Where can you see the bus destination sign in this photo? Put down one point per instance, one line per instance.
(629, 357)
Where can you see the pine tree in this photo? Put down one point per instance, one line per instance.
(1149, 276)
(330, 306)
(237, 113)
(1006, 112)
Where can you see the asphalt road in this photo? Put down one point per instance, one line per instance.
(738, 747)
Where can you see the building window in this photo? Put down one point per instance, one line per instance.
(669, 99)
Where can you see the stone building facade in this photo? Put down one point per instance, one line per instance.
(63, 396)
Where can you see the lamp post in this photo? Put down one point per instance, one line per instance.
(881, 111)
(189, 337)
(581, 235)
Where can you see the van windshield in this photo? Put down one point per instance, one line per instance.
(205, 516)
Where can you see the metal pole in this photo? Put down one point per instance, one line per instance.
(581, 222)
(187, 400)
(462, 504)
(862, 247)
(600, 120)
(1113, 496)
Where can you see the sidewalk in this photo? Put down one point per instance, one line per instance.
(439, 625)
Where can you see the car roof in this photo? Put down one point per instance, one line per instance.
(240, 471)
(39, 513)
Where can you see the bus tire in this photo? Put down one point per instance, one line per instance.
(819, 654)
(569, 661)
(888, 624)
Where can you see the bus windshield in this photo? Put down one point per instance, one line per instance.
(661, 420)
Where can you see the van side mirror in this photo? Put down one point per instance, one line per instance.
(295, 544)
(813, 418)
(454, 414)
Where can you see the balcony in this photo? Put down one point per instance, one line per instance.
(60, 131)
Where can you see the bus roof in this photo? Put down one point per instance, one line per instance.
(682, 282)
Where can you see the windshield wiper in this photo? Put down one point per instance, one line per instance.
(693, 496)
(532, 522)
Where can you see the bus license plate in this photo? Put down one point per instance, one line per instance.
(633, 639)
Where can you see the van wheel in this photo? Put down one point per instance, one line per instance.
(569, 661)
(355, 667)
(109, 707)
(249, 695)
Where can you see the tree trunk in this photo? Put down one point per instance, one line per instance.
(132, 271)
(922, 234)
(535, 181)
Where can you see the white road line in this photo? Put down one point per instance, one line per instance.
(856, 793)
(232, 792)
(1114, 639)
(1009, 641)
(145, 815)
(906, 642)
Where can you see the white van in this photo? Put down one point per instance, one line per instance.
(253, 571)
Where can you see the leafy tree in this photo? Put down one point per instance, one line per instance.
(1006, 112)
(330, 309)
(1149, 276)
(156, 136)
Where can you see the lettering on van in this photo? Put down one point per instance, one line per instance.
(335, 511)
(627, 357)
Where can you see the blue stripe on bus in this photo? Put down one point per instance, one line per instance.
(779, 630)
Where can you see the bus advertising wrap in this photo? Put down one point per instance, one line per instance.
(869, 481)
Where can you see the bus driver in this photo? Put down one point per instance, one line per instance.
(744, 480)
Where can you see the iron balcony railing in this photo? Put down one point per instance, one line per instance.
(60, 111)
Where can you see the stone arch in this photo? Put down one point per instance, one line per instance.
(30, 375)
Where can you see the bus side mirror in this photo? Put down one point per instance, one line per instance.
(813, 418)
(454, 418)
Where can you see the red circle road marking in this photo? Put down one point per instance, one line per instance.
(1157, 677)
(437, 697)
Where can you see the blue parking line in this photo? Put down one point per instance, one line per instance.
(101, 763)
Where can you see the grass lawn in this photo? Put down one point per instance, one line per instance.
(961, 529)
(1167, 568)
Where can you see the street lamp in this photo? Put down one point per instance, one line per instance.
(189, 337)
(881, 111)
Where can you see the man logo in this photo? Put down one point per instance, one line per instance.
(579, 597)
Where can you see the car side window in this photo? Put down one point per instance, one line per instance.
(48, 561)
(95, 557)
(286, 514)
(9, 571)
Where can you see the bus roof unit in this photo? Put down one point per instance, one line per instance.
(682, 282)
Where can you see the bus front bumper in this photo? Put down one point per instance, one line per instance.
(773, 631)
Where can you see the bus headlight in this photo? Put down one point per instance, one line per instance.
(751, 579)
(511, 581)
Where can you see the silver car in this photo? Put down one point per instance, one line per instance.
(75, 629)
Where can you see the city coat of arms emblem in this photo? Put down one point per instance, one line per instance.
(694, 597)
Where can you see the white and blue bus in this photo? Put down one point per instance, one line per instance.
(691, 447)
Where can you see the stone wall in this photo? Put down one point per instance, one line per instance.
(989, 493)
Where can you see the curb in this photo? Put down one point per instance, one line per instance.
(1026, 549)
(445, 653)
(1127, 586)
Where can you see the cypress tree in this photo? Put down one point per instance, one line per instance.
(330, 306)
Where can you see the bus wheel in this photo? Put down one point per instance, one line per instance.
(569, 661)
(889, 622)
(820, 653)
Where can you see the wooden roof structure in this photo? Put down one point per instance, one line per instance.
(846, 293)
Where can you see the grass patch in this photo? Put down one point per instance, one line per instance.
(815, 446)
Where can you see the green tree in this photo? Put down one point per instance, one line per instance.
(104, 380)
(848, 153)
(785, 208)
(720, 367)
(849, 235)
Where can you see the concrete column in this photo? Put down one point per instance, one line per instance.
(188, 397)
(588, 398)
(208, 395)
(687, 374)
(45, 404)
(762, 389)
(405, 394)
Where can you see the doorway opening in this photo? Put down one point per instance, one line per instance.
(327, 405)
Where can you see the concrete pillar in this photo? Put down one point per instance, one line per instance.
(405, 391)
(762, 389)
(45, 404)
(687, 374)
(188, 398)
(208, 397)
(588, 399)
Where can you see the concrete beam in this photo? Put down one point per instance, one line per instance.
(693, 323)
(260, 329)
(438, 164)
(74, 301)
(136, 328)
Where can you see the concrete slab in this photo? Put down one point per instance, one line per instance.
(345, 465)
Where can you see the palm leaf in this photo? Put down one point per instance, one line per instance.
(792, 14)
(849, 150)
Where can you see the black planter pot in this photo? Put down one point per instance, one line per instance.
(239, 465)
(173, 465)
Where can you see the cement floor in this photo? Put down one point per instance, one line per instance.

■ ■ ■ ■

The lines above need to be restated word for word, all of them.

Where can you see the bus destination sign in this photo? Put down one point per instance, one line per instance.
(629, 357)
Where can you see the pine tree in this photo? Put down one point per instance, one line per instance.
(1149, 276)
(330, 306)
(237, 113)
(1006, 112)
Where can you see the asphalt road in this photo? Put down one point per instance, one line per instance.
(738, 747)
Where can you see the building window in this photo? Put down one point per instance, one line per instance.
(669, 99)
Where can you see the stone building facade in this photo? Put down one point per instance, one line per instance.
(63, 396)
Where can you see the lamp post in this photo? Put down one point per instance, one line per instance.
(881, 111)
(189, 337)
(581, 235)
Where can you see the van windshield in this photo? Put down one point per instance, one line per instance.
(205, 516)
Where can you see the metal pole in this photo? Put down one point per instance, one line per instance.
(581, 222)
(187, 400)
(462, 504)
(862, 247)
(600, 120)
(1113, 496)
Where can you see the sidewalk in this photo? Put down one point per instance, one line per instance.
(439, 625)
Where can you see the car roof in this photo? Put down one point per instance, one line per instance.
(240, 471)
(39, 513)
Where can you see the bus tire in this photo? Put down one point per instance, one line per instance.
(819, 654)
(569, 661)
(888, 624)
Where can you see the bus windshield in this photo? Put down one point per instance, one line per instance.
(661, 420)
Where can you see the van side mirror in this photo? Put down one point per instance, one line per instance.
(295, 544)
(813, 418)
(454, 414)
Where can you see the balcony in this photo? Put down one point per instance, one line per instance.
(60, 131)
Where can you see the bus roof in this photo? Put down one point per instance, one line per instance.
(682, 282)
Where can you see the windshield wiper in this photo? Put down one point per instance, one line per instance.
(693, 496)
(532, 522)
Where can you see the bus license plate in this photo? Put down one point per instance, one line per instance.
(633, 639)
Where can you see the van wheel in this photo? Put down one point per instance, one line per instance.
(569, 661)
(355, 667)
(109, 707)
(249, 695)
Where can you see the tree trunk in this photo? Put down one point per instance, one line per instance.
(132, 271)
(922, 234)
(535, 181)
Where can you see the white road line in this photo? Put down one point per instance, one line per instance.
(856, 793)
(232, 792)
(1114, 639)
(1009, 641)
(145, 815)
(906, 642)
Where can you see the white van in this photo? Put down one point per instance, one line per instance.
(253, 571)
Where can you see the leafy tree in this photo? Put down one point per instance, one line per instance.
(1006, 112)
(330, 309)
(1149, 276)
(156, 136)
Where can you see the lettering on van in this photo? Put down one point per instance, one line per instance.
(335, 511)
(627, 357)
Where can you see the blue stripe on bus in this photo? Put down one point per instance, one line per instance.
(779, 630)
Where can you see the bus advertising wrap in this photo? Put down one point per instance, one line per instance.
(869, 481)
Where can you see the bus driver in this photo? Put down one point per instance, one line per instance.
(744, 480)
Where can you see the iron balcony railing in this photo? Put down one point per instance, one line per instance.
(60, 111)
Where can you see the stone arch in this photo? Put down one point per instance, one line per instance.
(30, 375)
Where can you see the bus side mirror in this photo? Put down one point per instance, one line per instance.
(813, 418)
(454, 418)
Where can you see the red circle road marking in this photo? Put down one point per instance, one line per instance.
(1157, 677)
(437, 697)
Where can you see the blue parking line in this photo? Put down one point per instance, one line per instance.
(101, 763)
Where can you see the grass lawn in this photo? Put down one point per instance, one line per instance.
(961, 529)
(1167, 568)
Where can you see the street lamp in this photo? Put down one point per instance, one line per instance.
(189, 337)
(881, 111)
Where can you see the man logo in this photo? Put down one point per instance, one line per instance.
(579, 597)
Where can you see the car side window in this photo? Put down one point per instance, one line per instance.
(48, 561)
(95, 557)
(286, 514)
(9, 571)
Where can you see the bus roof unit in this photo? Put down one point per instance, one line per instance.
(682, 282)
Where can you see the bus front bumper in this photo? Put down one point per instance, one line per instance.
(773, 631)
Where can you see the bus headlight in this photo? Put down one point per instance, one line per instance.
(751, 579)
(511, 581)
Where can you see the silver car in this photo? Put down one point per instance, one line per instance.
(75, 629)
Where can you see the city coat of arms emblem in this photo? Put down one point per instance, one line per instance.
(694, 597)
Where can you see the white and blue bus in this photo? Put down one point per instance, one line per instance.
(691, 447)
Where can you see the stone wall in this photo? Put down one point per instance, one line per instance.
(989, 493)
Where can you see the curb in this photo? Put down one point per instance, one line per instance.
(1026, 549)
(445, 653)
(1127, 586)
Where can you see the cypress tree in this photo? Put down one point per instance, one line per instance.
(330, 306)
Where can you see the bus wheel in this photo? Put down one point per instance, one line per instance.
(569, 661)
(889, 622)
(820, 653)
Where can you see the wooden roof structure in this photo? Put down one point per instance, one line per instance.
(846, 293)
Where can you see the grass patch in this photo? Put down one point per instance, one line per instance.
(815, 446)
Where can you see the green tree in this photo? Put down one point per instance, one line per instance.
(104, 380)
(848, 153)
(785, 208)
(720, 367)
(849, 235)
Where can you see the concrete column in this photo? Put down one point per instance, one line per instance.
(188, 397)
(588, 398)
(208, 395)
(687, 374)
(45, 404)
(762, 389)
(405, 394)
Where can you see the doorway opening in this photo? Put down one point per instance, one line per instance.
(327, 405)
Where can you see the concrete pillar in this photo? Put down one point per instance, one line per instance.
(405, 391)
(762, 389)
(45, 404)
(687, 374)
(188, 398)
(208, 397)
(588, 399)
Where can you see the concrete beam in this photo? Put down one point per instance, one line per instance.
(693, 323)
(260, 329)
(438, 164)
(74, 301)
(136, 328)
Where can you see the concrete slab in this photo? Put down one point per instance, one line per instance.
(345, 465)
Where can you see the palm leaf in this photo? Put down one point per instance, one line per instance.
(792, 14)
(849, 150)
Where can you see the black planter pot in this photo? Put down one point per instance, one line per instance.
(239, 465)
(173, 465)
Where can you see the cement floor in this photo? Put down one point per instance, one line per instance.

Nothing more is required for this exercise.